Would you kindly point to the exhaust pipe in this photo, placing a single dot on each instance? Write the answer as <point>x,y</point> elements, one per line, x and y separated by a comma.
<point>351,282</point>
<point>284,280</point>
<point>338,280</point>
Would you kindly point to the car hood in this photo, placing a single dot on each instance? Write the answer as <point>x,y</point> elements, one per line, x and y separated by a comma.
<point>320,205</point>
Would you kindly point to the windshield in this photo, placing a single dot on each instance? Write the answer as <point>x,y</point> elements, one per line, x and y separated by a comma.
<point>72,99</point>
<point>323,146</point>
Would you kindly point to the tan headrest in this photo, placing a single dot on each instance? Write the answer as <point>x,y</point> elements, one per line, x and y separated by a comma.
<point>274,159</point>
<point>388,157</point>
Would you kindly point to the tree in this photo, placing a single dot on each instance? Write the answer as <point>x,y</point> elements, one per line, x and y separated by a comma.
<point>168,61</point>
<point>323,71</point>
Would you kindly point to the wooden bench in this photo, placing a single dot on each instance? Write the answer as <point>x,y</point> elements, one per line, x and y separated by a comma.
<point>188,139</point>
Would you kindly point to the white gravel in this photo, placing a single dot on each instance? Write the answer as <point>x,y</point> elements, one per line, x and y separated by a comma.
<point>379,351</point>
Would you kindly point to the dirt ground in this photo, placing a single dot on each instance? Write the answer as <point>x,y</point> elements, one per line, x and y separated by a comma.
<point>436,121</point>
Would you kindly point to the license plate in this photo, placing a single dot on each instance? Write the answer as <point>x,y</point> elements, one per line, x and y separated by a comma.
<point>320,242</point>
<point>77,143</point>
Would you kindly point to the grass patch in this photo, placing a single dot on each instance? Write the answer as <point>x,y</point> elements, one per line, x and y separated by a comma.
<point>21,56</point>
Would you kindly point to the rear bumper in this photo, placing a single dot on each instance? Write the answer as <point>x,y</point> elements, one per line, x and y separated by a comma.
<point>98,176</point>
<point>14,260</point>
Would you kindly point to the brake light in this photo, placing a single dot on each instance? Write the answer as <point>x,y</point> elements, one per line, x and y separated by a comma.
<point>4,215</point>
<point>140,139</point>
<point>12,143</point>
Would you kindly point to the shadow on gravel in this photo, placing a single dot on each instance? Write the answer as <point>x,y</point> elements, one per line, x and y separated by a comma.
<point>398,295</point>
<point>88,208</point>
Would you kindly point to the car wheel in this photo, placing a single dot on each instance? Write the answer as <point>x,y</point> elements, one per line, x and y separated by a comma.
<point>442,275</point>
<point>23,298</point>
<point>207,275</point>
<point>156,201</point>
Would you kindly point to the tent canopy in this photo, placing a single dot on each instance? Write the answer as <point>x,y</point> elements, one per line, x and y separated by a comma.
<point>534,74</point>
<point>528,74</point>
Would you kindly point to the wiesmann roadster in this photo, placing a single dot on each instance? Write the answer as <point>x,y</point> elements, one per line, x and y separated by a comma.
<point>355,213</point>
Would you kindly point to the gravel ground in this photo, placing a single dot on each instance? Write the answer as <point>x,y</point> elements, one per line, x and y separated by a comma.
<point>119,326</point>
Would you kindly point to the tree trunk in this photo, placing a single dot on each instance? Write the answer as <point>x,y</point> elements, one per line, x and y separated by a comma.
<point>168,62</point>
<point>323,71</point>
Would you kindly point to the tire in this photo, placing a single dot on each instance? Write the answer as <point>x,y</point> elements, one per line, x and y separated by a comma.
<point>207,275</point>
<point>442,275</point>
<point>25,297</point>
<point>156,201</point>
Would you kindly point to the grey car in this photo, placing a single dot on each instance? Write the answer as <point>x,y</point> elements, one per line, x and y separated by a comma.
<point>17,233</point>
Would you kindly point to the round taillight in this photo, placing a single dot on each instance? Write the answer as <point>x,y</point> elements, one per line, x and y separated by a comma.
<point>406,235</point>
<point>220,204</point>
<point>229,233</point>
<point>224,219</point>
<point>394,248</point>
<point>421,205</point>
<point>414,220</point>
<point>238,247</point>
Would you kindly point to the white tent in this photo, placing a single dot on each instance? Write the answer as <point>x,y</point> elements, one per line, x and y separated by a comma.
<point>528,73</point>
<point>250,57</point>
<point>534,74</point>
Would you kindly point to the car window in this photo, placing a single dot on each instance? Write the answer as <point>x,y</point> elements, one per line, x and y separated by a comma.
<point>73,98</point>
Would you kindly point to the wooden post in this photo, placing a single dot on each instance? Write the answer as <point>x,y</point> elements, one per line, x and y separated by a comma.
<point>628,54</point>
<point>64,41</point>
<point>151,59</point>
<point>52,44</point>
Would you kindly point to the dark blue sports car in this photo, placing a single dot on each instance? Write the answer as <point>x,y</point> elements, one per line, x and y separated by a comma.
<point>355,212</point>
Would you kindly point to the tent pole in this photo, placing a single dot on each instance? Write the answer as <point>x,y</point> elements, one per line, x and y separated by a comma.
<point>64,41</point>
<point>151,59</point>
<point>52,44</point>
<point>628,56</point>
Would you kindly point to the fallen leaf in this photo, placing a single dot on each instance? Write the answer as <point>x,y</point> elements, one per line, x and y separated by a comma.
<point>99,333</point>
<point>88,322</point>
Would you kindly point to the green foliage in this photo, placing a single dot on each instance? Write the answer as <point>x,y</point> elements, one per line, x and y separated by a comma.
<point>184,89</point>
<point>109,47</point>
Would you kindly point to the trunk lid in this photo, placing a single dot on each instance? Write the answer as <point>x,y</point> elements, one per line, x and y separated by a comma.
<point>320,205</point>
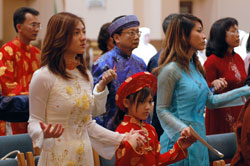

● Task details:
Restate the records above word for word, without the pictures.

● Result of the task:
Would you kindly point to the exhaust pipe in this photo, placing a single dot on each instance? Write the answer as <point>x,y</point> elements, one per line, x and y separated by a comma.
<point>351,282</point>
<point>284,280</point>
<point>338,280</point>
Would you kindly point to the car hood in this photo, placing a single dot on each instance? Write the answer as <point>x,y</point> elements, one per line, x and y separated by a comma.
<point>320,205</point>
Would you kindly point to the windshield in this photo, placing a single dot on each instance? Write the answer as <point>x,y</point> elements, one per line, x and y separated by a comma.
<point>72,99</point>
<point>323,146</point>
Would you kindly point to the tan headrest in this photo, placing a single dot on each instance? Write the answer as <point>x,y</point> elements, one per line, x and y separated by a comma.
<point>274,159</point>
<point>388,157</point>
Would you kindly point to the tree in this photo, placing a single dot on each instance? Write the answer as <point>x,y</point> elements, one per line, x and y separated by a comma.
<point>168,61</point>
<point>323,71</point>
Would you kindly point to the wooden bench in this photo, placing a single dot on each instance? Write the answer as <point>x,y</point> elements, one per line, x and y separated by a comma.
<point>188,139</point>
Would you kindly point to the white gravel in this photo, placing a single dot on each instance? Write the answer as <point>x,y</point> elements, one per line, x and y separated by a comma.
<point>379,351</point>
Would you kindly point to the dirt ground in this photo, placing a single dot on each instance? Write the answer as <point>x,y</point> elements, one per line, x and y separated by a comma.
<point>436,121</point>
Would you kindly point to the license plate in this photo, placing a single dot on each instance? Write the answer as <point>x,y</point> elements, one per line, x and y separated by a comma.
<point>320,242</point>
<point>77,143</point>
Would you kindly point to the grass patch in this photo, placing a single dot on each instance? Write the answer as <point>x,y</point> elements, one per line, x and y separated by a comma.
<point>21,56</point>
Would you kindly point to the rear bumper in this photo, placing a single dot on each instance? Write the answer as <point>x,y</point> elements, one per line, x and y separated by a comma.
<point>98,176</point>
<point>14,260</point>
Would you kindly point to the brake light in this photo, placing a single dot on each instance? Write the answer as <point>x,y</point> elements, one per line, x and y separated by a comma.
<point>4,215</point>
<point>140,139</point>
<point>12,143</point>
Would you kindly point to the shadow on gravel in this photo, placing a single dot on each instance? Write the answer as <point>x,y</point> elements, one per line, x and y separated by a comma.
<point>398,295</point>
<point>88,208</point>
Would you kindly point to the car wheel in this photo, placing a single dot on each instance? Write the answer as <point>x,y</point> elements, one per line, x and y separated by a comma.
<point>442,275</point>
<point>23,298</point>
<point>207,275</point>
<point>156,201</point>
Would you kindly point to the tent canopy in this photo, placing a single dot on each instance? Write the answer as <point>x,y</point> elements, one per line, x and y separated by a comma.
<point>534,74</point>
<point>528,74</point>
Would you kindly point to the wiesmann roadster in this photo, placing a single dot on each instance? Write the answer as <point>x,y</point> elements, one per line, x and y separated by a comma.
<point>355,213</point>
Would you kindly point to the gravel ground in this photo, placing a single dot on each instance? Write the answer as <point>x,y</point> elements, one per line, x and y separated by a comma.
<point>119,326</point>
Would you kindly point to the tree trunk in this photo, placing a single dot on each instance? Write the answer as <point>x,y</point> elements, one per line, x and y separated by a comma.
<point>168,62</point>
<point>323,71</point>
Would you kindly point to the tire in this photo, placing a single dot on each instance? Write the answer as <point>x,y</point> elements, one per line, x and y separated by a comma.
<point>207,275</point>
<point>442,275</point>
<point>25,297</point>
<point>156,201</point>
Would you kindly point to the grey car in this photo, placing a single dot on each instance? Write the answer as <point>x,y</point> elements, one per line, x and y separated by a comma.
<point>17,233</point>
Would you kindly point to the round taillight in this photo, placing a single dot on each instance? Write the answer as <point>x,y</point> elements, one per line, x and y separated by a comma.
<point>406,235</point>
<point>220,204</point>
<point>229,233</point>
<point>224,219</point>
<point>394,248</point>
<point>421,205</point>
<point>414,220</point>
<point>238,247</point>
Would you kindly point to the white tent in this photo, placing a single dot on each instance? Write the answer as <point>x,y</point> elements, one per line, x and y separated by a comma.
<point>528,73</point>
<point>250,57</point>
<point>534,74</point>
Would you kindly point to the car window in this photo, placing a single dot on each instance? Write the answer as <point>x,y</point> elements, one per line, x and y separated by a comma.
<point>73,98</point>
Would you kindly point to the wooden post in this photo, placing a single dot on each instance? Write the answer as <point>x,y</point> elements, one per line, x and y separated by a comma.
<point>628,54</point>
<point>64,41</point>
<point>151,59</point>
<point>52,44</point>
Would you kindly point to the dark blue sports car in this photo, placing a single dot on each instance? Write the answer as <point>x,y</point> elements, one per line, x and y separated by a comma.
<point>355,212</point>
Would you kindly point to the tent pole in this photo, placing a single dot on each instance? Write the answer as <point>x,y</point> elements, one per line, x and y separated by a comma.
<point>64,41</point>
<point>151,59</point>
<point>52,44</point>
<point>628,56</point>
Would you kindly point to the fallen leaf in this photo, placing a single dot on each instance? Write the answer as <point>x,y</point> elements, one per line, x and y separated by a comma.
<point>99,333</point>
<point>88,322</point>
Would you kindly point to the green foliage in this photo, placing a single dot on each instance? Write the answer as <point>x,y</point> elements, one per line, x and y separated by a comma.
<point>184,89</point>
<point>109,47</point>
Would you kindly point to the trunk lid in this photo, placing a single dot on each instance? Write the answer as <point>x,y</point> elements, one per line, x and y separated by a comma.
<point>320,205</point>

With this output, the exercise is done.